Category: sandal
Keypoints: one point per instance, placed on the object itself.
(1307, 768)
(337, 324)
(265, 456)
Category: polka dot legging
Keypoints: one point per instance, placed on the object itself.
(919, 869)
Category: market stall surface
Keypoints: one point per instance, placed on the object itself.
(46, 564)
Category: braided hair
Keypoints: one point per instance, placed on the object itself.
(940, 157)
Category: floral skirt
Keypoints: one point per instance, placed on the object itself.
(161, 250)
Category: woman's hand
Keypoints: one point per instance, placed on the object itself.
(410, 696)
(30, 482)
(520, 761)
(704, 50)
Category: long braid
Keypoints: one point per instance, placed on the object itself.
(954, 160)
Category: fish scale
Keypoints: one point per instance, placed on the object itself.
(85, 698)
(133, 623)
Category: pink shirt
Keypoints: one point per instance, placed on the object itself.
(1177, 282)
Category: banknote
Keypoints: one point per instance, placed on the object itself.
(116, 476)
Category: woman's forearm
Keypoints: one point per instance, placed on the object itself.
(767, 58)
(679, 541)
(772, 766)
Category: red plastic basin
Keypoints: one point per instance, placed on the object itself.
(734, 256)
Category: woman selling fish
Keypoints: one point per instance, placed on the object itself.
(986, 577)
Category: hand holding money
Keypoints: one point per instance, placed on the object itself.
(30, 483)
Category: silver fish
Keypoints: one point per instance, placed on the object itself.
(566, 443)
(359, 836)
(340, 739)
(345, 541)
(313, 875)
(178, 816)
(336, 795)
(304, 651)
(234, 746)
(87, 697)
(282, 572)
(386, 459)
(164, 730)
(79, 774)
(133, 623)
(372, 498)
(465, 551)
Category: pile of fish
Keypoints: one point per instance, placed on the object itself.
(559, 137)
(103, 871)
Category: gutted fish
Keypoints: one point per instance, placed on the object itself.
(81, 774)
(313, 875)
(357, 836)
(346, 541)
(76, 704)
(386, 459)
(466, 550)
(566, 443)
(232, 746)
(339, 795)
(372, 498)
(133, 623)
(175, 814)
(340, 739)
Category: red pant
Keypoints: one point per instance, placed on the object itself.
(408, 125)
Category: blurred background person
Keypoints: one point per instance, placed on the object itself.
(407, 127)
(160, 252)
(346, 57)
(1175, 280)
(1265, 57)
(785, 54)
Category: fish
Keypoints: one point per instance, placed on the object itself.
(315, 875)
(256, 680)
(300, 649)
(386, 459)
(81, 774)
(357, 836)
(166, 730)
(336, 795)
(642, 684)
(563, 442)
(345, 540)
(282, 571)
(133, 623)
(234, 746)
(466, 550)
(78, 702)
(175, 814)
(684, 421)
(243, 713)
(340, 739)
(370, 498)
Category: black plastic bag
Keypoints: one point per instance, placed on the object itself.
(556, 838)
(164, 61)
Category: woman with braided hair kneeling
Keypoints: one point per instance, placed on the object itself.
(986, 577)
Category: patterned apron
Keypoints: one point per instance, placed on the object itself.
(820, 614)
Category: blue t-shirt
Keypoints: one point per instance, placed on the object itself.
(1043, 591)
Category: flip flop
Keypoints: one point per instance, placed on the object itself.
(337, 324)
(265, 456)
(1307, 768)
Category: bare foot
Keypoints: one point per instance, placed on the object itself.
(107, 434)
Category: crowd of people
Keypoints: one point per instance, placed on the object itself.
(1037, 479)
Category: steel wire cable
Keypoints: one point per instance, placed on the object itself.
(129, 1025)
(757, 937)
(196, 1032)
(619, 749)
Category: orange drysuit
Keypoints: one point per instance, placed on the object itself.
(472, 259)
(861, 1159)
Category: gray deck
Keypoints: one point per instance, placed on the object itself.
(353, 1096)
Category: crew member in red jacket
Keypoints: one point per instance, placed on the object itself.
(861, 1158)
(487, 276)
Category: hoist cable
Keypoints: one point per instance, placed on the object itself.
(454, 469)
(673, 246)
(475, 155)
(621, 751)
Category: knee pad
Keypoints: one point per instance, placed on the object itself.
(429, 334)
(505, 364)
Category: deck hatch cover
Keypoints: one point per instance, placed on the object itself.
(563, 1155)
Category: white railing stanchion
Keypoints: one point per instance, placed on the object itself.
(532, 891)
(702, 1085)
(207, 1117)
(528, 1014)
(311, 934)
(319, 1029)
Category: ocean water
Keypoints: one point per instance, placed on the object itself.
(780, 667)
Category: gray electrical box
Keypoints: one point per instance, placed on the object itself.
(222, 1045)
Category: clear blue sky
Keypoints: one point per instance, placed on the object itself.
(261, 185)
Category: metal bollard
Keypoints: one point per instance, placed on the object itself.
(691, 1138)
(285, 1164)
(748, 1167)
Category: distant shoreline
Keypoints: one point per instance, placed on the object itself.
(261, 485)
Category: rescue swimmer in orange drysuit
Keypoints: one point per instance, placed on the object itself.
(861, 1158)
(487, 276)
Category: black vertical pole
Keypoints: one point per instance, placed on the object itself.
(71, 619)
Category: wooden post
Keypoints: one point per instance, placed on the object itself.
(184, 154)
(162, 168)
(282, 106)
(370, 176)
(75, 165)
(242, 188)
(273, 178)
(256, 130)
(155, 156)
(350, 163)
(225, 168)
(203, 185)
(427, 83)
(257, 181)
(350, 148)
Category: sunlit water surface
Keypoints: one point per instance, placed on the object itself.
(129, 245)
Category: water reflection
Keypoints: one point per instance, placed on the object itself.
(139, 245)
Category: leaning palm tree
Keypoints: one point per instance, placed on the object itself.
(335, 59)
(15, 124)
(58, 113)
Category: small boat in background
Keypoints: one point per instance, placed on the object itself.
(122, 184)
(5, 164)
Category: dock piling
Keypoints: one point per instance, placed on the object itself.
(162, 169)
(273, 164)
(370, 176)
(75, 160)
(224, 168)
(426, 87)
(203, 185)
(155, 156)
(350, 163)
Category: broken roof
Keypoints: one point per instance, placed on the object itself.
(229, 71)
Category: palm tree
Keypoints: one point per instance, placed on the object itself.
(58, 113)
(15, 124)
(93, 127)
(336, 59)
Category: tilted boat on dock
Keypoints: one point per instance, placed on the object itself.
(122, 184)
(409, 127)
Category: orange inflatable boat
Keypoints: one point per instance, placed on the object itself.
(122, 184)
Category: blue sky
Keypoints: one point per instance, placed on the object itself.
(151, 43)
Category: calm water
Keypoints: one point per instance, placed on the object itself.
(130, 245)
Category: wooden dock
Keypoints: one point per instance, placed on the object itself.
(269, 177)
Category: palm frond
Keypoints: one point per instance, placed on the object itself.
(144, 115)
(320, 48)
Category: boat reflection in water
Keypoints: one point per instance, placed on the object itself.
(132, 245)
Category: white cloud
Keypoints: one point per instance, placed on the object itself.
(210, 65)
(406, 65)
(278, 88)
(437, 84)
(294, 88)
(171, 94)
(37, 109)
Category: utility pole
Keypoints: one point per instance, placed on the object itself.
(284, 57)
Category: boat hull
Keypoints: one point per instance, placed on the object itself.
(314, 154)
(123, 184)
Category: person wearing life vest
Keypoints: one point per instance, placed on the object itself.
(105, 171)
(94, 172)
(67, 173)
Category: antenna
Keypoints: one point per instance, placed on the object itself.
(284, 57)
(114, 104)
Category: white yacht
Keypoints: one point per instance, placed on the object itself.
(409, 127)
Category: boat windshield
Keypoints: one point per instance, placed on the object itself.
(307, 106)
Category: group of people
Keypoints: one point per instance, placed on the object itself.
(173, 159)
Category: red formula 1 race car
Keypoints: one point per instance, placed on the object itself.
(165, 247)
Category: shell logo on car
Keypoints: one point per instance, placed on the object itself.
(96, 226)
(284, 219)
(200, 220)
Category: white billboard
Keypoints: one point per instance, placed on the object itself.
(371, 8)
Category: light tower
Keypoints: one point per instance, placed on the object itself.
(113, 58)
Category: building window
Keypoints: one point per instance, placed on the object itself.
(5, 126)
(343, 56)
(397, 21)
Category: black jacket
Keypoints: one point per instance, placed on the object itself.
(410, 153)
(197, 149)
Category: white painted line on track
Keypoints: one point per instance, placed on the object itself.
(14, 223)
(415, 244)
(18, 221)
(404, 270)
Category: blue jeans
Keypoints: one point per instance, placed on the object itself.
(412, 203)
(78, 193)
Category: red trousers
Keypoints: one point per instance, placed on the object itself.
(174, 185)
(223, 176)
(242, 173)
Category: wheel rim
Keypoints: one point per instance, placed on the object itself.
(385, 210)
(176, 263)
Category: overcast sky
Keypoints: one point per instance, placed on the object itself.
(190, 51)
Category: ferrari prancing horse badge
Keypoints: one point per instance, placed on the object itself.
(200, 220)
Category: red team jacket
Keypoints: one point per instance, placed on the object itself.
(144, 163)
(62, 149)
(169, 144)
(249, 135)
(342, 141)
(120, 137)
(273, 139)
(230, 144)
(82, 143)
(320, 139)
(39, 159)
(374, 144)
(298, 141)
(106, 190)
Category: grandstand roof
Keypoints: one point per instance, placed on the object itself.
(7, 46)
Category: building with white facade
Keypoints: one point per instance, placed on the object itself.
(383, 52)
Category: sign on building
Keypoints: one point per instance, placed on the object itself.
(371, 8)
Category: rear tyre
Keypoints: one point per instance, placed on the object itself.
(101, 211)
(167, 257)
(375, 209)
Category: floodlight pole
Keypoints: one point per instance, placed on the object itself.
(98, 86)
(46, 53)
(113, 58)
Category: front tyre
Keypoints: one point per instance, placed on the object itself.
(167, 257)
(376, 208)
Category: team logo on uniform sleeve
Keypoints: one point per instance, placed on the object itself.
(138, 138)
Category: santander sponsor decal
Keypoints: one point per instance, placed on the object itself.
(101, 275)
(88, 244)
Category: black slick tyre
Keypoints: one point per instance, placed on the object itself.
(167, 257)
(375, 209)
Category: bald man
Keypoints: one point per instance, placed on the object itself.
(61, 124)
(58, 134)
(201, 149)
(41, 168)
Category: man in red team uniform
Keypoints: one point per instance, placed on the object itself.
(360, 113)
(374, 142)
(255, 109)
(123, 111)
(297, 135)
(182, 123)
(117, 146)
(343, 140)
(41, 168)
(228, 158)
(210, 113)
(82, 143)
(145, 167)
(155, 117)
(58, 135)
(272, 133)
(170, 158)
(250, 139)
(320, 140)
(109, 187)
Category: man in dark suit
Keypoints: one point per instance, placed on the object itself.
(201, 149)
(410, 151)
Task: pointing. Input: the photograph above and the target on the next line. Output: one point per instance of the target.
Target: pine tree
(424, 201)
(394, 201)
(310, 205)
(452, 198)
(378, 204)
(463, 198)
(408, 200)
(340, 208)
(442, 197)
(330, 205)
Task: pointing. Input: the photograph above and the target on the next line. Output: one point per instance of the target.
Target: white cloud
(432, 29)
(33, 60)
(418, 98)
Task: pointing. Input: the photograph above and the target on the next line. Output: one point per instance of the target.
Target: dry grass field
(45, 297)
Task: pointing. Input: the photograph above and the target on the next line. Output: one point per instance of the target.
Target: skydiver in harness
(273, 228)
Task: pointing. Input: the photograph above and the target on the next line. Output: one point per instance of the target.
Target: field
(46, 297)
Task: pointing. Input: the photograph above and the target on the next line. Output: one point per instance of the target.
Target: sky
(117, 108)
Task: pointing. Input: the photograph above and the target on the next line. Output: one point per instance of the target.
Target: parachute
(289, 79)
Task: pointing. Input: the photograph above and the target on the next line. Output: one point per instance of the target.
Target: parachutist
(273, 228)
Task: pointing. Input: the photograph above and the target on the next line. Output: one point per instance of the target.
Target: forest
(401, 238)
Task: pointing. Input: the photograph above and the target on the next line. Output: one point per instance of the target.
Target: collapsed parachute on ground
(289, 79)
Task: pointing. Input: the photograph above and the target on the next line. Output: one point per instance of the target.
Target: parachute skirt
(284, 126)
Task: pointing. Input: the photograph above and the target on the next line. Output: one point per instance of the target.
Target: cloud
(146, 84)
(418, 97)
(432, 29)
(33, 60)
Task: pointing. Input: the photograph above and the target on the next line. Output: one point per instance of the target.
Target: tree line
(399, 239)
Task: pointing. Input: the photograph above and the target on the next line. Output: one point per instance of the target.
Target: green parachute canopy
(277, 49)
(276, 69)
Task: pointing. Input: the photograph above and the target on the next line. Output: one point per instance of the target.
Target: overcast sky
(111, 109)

---+---

- _WHAT IS BEING ASKED_: Can you reproduce the entries word for word, starting at the very first line and stopping after the line that contains "(1177, 282)"?

- _ANSWER TO THIS TASK_:
Category: sandal
Keypoints: one point per instance, placed on the object itself.
(1307, 768)
(337, 324)
(265, 456)
Category: polka dot legging
Keypoints: one point per instance, placed on the object itself.
(919, 869)
Category: market stall surface
Keypoints: one point per instance, placed on the object itself.
(46, 564)
Category: braided hair
Keypoints: one point per instance, placed on the object itself.
(940, 157)
Category: floral skirt
Keypoints: one point per instance, placed on the object itself.
(161, 250)
Category: woman's hand
Keypoints: one point per instance, placed on the object itself.
(410, 696)
(30, 482)
(520, 761)
(704, 50)
Category: long braid
Keypoints: one point per instance, placed on the object itself.
(954, 160)
Category: fish scale
Keypoints: one point per instance, placed on the object itself.
(85, 698)
(133, 623)
Category: pink shirt
Keypoints: one point per instance, placed on the object itself.
(1177, 282)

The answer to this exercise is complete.